--- START ---
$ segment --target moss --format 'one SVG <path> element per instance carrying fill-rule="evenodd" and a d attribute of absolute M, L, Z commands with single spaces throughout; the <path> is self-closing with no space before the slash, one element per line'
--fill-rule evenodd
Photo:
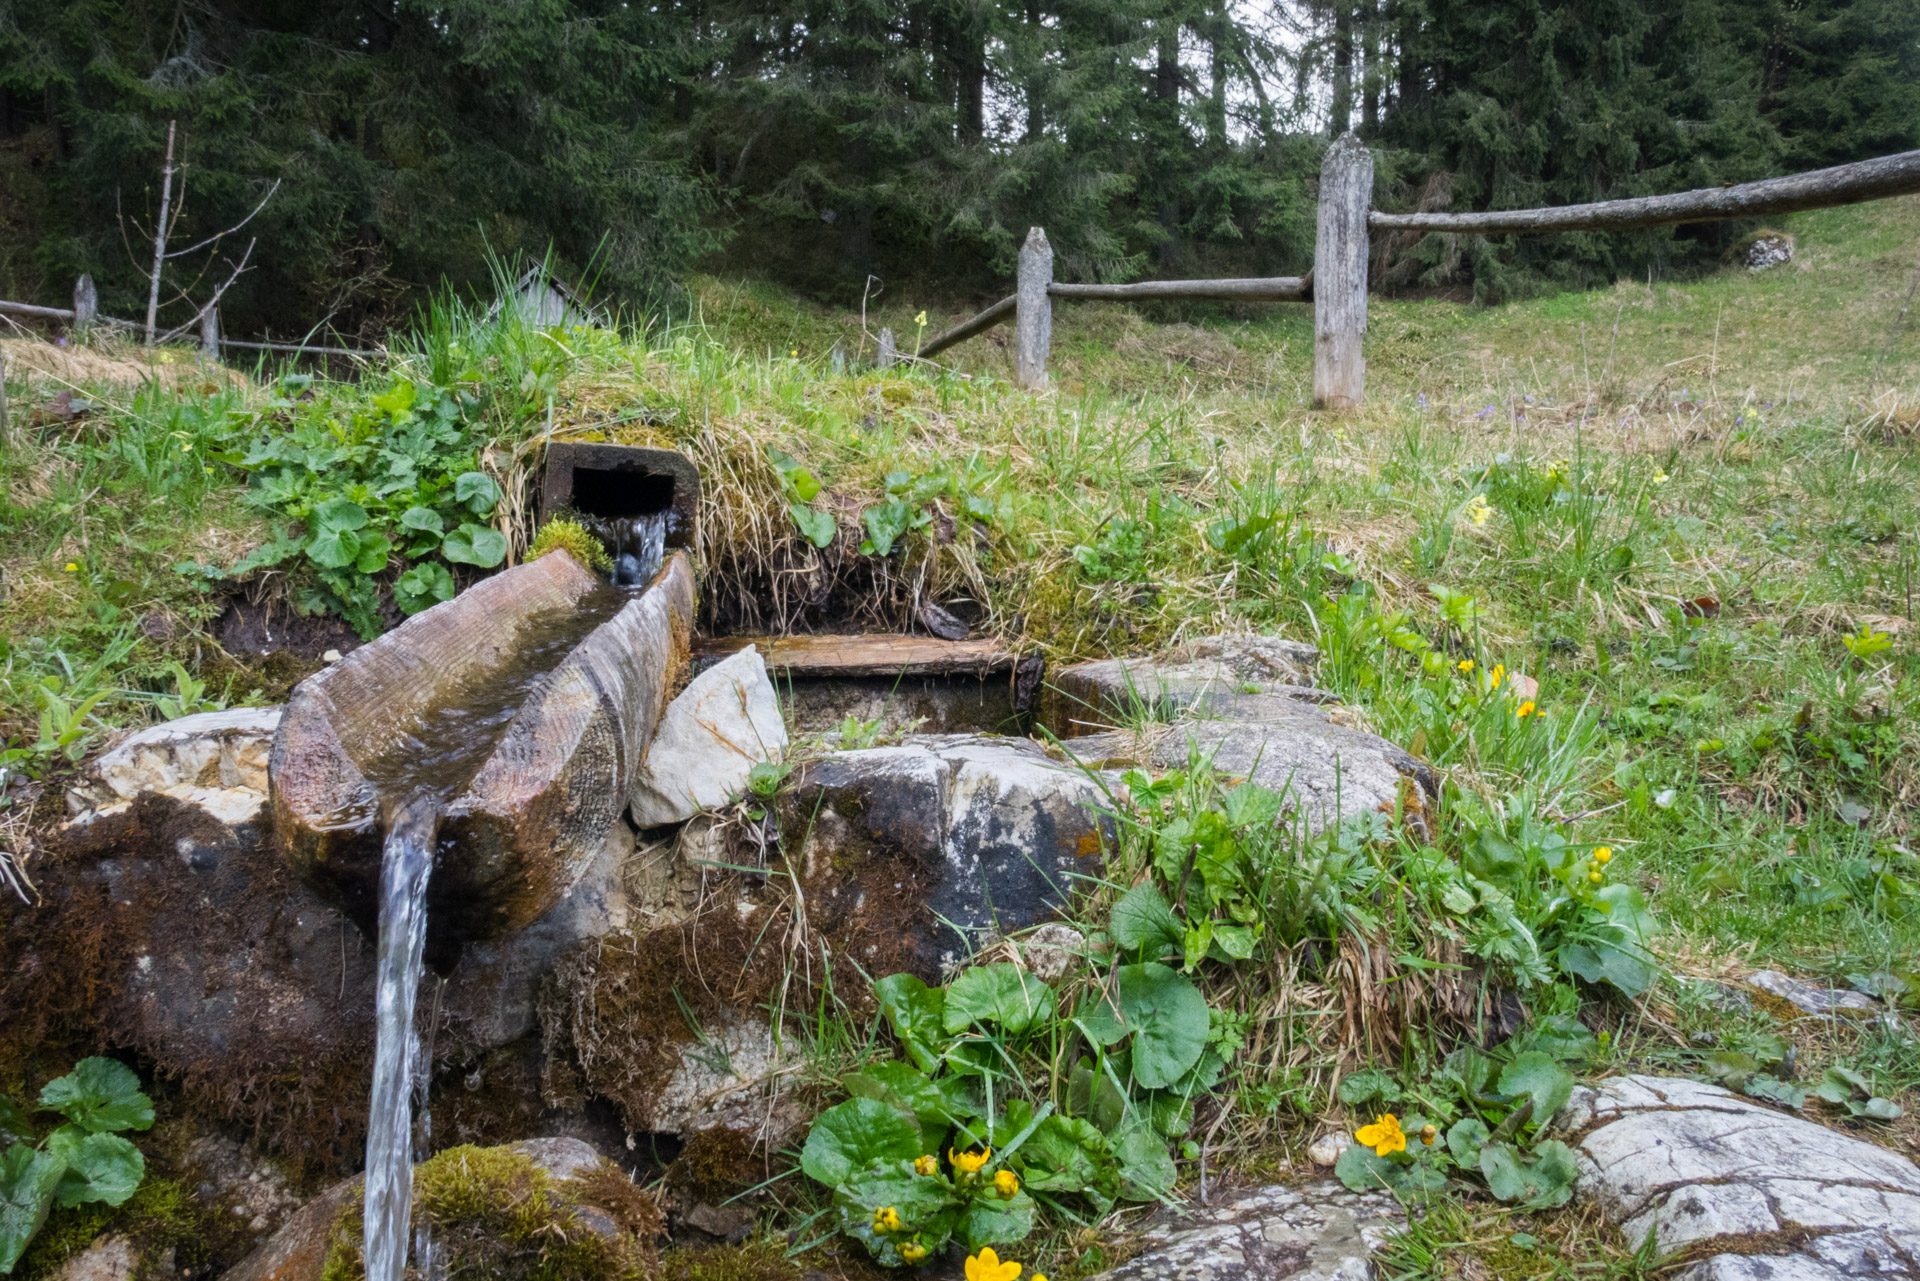
<path fill-rule="evenodd" d="M 189 1195 L 177 1179 L 149 1179 L 126 1202 L 56 1209 L 14 1268 L 20 1281 L 57 1273 L 68 1259 L 109 1233 L 124 1236 L 146 1257 L 172 1250 L 177 1266 L 204 1262 L 226 1225 Z"/>
<path fill-rule="evenodd" d="M 682 1246 L 660 1256 L 660 1281 L 798 1281 L 800 1264 L 778 1241 Z"/>
<path fill-rule="evenodd" d="M 613 568 L 613 558 L 607 555 L 607 549 L 577 520 L 556 517 L 542 525 L 540 532 L 533 536 L 533 546 L 527 549 L 527 559 L 538 560 L 555 551 L 566 552 L 588 569 L 605 572 Z"/>
<path fill-rule="evenodd" d="M 618 1176 L 618 1171 L 612 1172 Z M 623 1176 L 621 1176 L 623 1177 Z M 500 1281 L 603 1281 L 650 1274 L 659 1210 L 627 1184 L 610 1186 L 608 1171 L 556 1182 L 512 1147 L 449 1148 L 413 1175 L 416 1223 L 428 1225 L 448 1275 Z M 648 1200 L 642 1207 L 635 1197 Z M 602 1199 L 619 1202 L 602 1206 Z M 584 1219 L 583 1203 L 605 1209 L 610 1233 Z M 647 1213 L 651 1209 L 651 1216 Z M 355 1197 L 334 1220 L 321 1281 L 360 1281 L 365 1203 Z"/>
<path fill-rule="evenodd" d="M 753 1140 L 737 1130 L 715 1126 L 687 1140 L 667 1169 L 667 1182 L 696 1200 L 718 1204 L 760 1181 L 762 1165 Z"/>

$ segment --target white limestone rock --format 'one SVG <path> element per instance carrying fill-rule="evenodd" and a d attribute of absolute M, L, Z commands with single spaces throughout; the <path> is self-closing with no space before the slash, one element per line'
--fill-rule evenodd
<path fill-rule="evenodd" d="M 1384 1193 L 1331 1181 L 1249 1188 L 1166 1217 L 1145 1249 L 1093 1281 L 1368 1281 L 1374 1251 L 1405 1226 Z"/>
<path fill-rule="evenodd" d="M 267 799 L 267 756 L 278 707 L 200 712 L 154 725 L 103 753 L 67 791 L 67 810 L 87 823 L 158 792 L 205 810 L 228 827 L 251 823 Z"/>
<path fill-rule="evenodd" d="M 1843 1014 L 1853 1018 L 1871 1018 L 1880 1005 L 1864 992 L 1848 991 L 1828 983 L 1796 979 L 1778 970 L 1756 970 L 1747 975 L 1748 987 L 1760 989 L 1789 1002 L 1809 1014 Z"/>
<path fill-rule="evenodd" d="M 1577 1089 L 1557 1124 L 1578 1135 L 1582 1195 L 1629 1243 L 1726 1241 L 1675 1281 L 1920 1275 L 1920 1167 L 1884 1148 L 1653 1076 Z"/>
<path fill-rule="evenodd" d="M 787 750 L 766 660 L 749 645 L 693 678 L 667 705 L 634 776 L 636 827 L 684 823 L 747 790 L 755 765 Z"/>

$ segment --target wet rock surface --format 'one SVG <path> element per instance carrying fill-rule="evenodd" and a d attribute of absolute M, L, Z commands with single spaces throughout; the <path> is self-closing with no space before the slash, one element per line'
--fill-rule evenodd
<path fill-rule="evenodd" d="M 1574 1092 L 1580 1191 L 1676 1281 L 1920 1277 L 1920 1167 L 1718 1086 L 1614 1077 Z"/>
<path fill-rule="evenodd" d="M 1277 636 L 1209 636 L 1152 658 L 1076 663 L 1051 675 L 1040 723 L 1061 738 L 1130 721 L 1173 720 L 1189 710 L 1220 714 L 1245 695 L 1319 701 L 1311 687 L 1320 651 Z"/>
<path fill-rule="evenodd" d="M 870 972 L 937 981 L 988 932 L 1052 917 L 1073 876 L 1098 871 L 1109 806 L 1028 740 L 919 735 L 812 762 L 779 817 L 808 910 L 869 922 L 856 959 Z"/>
<path fill-rule="evenodd" d="M 633 782 L 639 827 L 682 823 L 747 790 L 753 767 L 787 748 L 766 660 L 748 646 L 693 678 L 667 705 Z"/>
<path fill-rule="evenodd" d="M 1808 1014 L 1872 1018 L 1880 1012 L 1880 1003 L 1864 992 L 1849 991 L 1811 979 L 1796 979 L 1778 970 L 1756 970 L 1742 982 L 1769 996 L 1777 996 Z"/>
<path fill-rule="evenodd" d="M 1406 1224 L 1384 1193 L 1338 1183 L 1216 1192 L 1147 1230 L 1141 1252 L 1094 1281 L 1368 1281 Z"/>

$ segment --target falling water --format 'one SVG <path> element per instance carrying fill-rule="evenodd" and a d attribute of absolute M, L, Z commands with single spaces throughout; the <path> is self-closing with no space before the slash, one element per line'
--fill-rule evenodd
<path fill-rule="evenodd" d="M 660 572 L 667 551 L 668 515 L 657 511 L 593 522 L 593 532 L 613 555 L 615 586 L 645 587 Z"/>
<path fill-rule="evenodd" d="M 367 1281 L 400 1281 L 413 1215 L 413 1000 L 427 942 L 427 878 L 439 800 L 411 798 L 387 825 L 380 864 L 380 954 L 374 994 L 373 1111 L 367 1128 Z"/>

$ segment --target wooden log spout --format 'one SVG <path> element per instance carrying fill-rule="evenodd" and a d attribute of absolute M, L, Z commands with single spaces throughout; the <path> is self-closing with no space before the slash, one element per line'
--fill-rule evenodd
<path fill-rule="evenodd" d="M 523 681 L 442 801 L 428 882 L 428 957 L 531 924 L 604 846 L 633 771 L 687 663 L 693 574 L 672 555 L 624 603 L 565 552 L 497 574 L 309 677 L 293 692 L 268 764 L 275 839 L 294 870 L 372 935 L 382 811 L 418 790 L 421 727 L 490 682 L 524 677 L 541 644 L 565 656 Z M 566 649 L 556 619 L 610 610 Z M 565 639 L 555 642 L 558 634 Z M 463 701 L 464 700 L 464 701 Z M 456 725 L 459 722 L 455 723 Z M 490 748 L 490 750 L 489 750 Z M 467 770 L 471 769 L 470 775 Z M 433 780 L 429 777 L 428 783 Z"/>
--- END ---
> [Exercise]: Among the entries, find each line that includes the string "slash" and copy it.

> [Written answer]:
$ segment --target moss --format 'one SVG <path> element per instance carrying fill-rule="evenodd" and a d attribute of absolute M, L, Z commands with single spaces throughout; the <path> is self-closing with no space before the slash, one element per line'
$ segment --target white limestone rock --format 'one SVG <path> element per instance carrying fill-rule="evenodd" and a d attribute of absolute M, L, Z commands with single spaces throughout; the <path> is self-closing with no space before the slash, one element per line'
$ segment --target wet rock surface --format 'one SVG <path> element per instance carrying fill-rule="evenodd" and a d attribute of absolute M, L, Z commands with single spaces throughout; the <path> is self-closing with no space before the slash, one element per line'
$ segment --target falling water --format 'one SVG <path> element per instance carrying fill-rule="evenodd" and a d attribute of absolute M, L, Z commands with single spaces throughout; the <path> is self-closing with no space before the slash, one element per line'
$ segment --target wooden log spout --format 'one SVG <path> element per instance carrying fill-rule="evenodd" and a d attribute of absolute M, L, Z commands with single spaces throughout; the <path> is self-closing with no space before the slash, one element per line'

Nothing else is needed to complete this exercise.